• _Required work_
What lines below include the string "head"? Pick them out and copy them.

Data shown: Begin

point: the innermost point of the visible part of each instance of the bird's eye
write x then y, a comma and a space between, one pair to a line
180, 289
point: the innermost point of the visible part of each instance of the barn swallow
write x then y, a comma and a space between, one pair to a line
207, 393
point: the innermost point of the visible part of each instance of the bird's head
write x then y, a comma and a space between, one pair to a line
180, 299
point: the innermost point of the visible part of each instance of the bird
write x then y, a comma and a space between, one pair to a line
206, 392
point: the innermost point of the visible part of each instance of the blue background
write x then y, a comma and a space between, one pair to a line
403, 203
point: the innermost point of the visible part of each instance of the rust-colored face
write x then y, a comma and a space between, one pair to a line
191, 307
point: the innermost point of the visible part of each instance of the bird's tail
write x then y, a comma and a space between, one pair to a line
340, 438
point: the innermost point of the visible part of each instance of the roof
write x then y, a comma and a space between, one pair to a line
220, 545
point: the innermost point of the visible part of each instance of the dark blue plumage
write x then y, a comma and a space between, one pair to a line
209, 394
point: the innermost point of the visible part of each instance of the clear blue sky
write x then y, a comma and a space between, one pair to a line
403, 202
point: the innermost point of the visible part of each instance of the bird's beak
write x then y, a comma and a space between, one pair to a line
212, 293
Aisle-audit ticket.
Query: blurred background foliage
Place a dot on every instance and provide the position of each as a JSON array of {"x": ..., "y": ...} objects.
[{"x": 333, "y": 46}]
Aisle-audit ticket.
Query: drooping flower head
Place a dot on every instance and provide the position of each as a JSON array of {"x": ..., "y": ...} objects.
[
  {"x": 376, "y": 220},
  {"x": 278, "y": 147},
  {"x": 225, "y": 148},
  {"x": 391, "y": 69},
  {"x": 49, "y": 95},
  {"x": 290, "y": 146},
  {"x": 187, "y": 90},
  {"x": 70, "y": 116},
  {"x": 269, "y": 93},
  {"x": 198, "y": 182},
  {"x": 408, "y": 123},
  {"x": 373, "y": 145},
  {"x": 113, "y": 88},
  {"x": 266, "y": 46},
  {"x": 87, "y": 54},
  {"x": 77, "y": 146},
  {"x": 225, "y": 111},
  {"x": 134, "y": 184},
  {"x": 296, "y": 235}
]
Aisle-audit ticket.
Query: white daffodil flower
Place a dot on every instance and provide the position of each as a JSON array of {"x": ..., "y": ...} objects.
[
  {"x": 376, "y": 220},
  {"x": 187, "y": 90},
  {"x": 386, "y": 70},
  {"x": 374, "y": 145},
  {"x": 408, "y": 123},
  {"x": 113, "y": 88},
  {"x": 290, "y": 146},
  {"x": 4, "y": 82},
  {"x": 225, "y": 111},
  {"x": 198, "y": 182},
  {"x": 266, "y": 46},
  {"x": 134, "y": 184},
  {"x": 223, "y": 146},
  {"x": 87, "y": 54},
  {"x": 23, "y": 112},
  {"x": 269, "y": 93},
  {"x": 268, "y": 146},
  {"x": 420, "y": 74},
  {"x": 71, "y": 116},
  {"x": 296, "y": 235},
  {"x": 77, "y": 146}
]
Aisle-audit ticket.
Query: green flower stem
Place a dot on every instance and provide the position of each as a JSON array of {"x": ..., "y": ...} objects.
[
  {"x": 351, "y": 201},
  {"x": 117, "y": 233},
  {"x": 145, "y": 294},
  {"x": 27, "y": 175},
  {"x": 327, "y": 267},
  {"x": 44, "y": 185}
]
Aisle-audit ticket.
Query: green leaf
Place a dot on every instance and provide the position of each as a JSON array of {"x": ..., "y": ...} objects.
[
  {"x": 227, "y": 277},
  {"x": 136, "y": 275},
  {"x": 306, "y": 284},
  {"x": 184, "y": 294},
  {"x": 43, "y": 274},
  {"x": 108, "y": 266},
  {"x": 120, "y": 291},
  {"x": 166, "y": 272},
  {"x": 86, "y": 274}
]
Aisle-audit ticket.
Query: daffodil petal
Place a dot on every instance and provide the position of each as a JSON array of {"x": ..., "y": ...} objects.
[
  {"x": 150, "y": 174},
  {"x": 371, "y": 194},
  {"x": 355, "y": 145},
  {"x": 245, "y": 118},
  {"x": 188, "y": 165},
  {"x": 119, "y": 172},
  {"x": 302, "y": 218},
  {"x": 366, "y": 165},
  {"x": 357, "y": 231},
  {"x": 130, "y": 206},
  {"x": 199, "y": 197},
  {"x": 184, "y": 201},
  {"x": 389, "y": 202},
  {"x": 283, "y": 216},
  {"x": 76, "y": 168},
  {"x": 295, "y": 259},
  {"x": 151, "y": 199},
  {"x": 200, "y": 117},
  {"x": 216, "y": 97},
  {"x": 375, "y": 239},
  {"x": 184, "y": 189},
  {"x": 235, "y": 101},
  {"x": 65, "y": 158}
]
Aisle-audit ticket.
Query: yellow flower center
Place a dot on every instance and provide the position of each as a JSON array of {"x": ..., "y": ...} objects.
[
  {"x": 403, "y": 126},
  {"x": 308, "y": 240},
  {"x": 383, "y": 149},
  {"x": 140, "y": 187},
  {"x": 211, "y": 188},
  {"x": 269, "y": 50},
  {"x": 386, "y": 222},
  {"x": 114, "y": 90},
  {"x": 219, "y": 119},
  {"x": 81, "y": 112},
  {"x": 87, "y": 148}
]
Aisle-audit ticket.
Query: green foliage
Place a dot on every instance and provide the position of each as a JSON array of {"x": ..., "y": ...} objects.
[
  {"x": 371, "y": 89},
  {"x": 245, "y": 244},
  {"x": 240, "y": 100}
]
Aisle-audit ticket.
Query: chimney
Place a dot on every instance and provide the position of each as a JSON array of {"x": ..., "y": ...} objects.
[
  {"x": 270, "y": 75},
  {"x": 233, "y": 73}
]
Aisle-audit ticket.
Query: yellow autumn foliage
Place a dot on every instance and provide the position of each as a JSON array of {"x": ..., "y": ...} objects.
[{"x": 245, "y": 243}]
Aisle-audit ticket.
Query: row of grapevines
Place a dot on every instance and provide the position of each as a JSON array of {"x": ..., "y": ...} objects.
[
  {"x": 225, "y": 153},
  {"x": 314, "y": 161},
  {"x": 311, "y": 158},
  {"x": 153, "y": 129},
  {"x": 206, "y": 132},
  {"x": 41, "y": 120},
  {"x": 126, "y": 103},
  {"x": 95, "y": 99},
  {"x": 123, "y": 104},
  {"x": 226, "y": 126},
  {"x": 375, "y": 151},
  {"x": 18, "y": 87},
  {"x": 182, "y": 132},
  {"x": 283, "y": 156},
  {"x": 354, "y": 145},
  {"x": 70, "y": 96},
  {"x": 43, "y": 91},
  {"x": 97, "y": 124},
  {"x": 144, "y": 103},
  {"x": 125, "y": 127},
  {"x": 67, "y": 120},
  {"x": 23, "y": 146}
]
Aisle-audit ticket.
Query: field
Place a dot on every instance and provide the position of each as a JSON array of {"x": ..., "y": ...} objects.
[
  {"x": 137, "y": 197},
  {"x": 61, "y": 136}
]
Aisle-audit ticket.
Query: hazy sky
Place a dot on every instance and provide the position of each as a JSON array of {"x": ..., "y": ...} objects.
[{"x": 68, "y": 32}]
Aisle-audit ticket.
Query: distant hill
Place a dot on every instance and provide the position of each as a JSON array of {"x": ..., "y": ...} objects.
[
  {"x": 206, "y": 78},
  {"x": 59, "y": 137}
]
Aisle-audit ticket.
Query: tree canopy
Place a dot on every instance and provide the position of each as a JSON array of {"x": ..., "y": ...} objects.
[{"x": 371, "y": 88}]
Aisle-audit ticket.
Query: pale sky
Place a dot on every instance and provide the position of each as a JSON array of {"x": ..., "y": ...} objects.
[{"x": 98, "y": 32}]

Data shown: End

• _Solution below_
point: the innermost point of the visible part of each instance of the bird's head
Query: drooping flower head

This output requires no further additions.